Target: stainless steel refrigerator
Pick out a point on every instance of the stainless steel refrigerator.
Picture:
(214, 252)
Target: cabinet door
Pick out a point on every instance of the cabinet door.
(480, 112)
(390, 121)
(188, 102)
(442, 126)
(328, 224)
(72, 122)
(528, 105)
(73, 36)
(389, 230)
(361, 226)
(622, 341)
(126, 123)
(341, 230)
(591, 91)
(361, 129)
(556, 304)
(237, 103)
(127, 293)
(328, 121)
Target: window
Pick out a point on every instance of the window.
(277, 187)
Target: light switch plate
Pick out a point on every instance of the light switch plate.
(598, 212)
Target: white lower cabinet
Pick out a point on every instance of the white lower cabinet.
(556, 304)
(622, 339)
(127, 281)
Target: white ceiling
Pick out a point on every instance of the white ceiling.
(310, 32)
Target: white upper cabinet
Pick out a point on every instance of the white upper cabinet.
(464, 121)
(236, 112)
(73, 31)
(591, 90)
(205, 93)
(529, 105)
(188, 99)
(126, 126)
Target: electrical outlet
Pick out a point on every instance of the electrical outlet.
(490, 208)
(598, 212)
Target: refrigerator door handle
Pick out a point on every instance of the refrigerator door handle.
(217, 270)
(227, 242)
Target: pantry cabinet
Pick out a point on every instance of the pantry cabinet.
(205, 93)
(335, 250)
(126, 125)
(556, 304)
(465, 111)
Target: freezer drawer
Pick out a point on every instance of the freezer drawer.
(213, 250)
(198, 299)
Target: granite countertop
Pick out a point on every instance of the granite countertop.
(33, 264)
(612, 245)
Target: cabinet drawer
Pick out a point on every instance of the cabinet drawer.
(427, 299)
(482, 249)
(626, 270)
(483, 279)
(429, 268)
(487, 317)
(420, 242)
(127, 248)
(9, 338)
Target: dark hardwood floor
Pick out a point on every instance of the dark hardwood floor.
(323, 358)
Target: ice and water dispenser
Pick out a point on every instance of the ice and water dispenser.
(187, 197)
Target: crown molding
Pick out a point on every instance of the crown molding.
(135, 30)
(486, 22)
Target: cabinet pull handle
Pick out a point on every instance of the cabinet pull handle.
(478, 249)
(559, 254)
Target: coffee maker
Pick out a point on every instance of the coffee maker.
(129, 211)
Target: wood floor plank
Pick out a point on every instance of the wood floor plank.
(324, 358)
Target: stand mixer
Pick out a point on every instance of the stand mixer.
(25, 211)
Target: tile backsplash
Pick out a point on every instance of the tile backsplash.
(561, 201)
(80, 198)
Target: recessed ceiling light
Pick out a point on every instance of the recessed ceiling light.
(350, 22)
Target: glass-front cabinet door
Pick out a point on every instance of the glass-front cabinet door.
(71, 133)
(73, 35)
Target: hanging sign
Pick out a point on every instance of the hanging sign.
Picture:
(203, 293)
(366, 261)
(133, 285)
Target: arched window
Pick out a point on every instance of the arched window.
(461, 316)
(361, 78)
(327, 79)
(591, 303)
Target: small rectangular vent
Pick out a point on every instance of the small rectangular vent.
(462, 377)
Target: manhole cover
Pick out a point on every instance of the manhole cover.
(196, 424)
=====
» **Problem details**:
Can you write out every line of the data again, requests included, beginning at the line that contains "Target: glass-front cabinet door" and continuing through the end of the data, with each point coordinate scaled by 0.65 and rounded to a whole number (halves round up)? Leave everything other than the coordinates unchanged.

» **Solved exercise**:
Target: glass-front cabinet door
Pick out a point on every instance of the glass-front cabinet door.
(46, 86)
(47, 23)
Target: hanging sign
Pick out a point on every instance of the hanging sign.
Picture:
(132, 190)
(238, 170)
(86, 185)
Target: arched window
Pick out a point on every instance of the arched window.
(300, 205)
(235, 51)
(213, 51)
(384, 197)
Target: small rectangular vent
Pick out a point on every instance of the small rectangular vent.
(300, 245)
Target: manhole cover
Pick out a point on every instance of the manhole cover.
(127, 276)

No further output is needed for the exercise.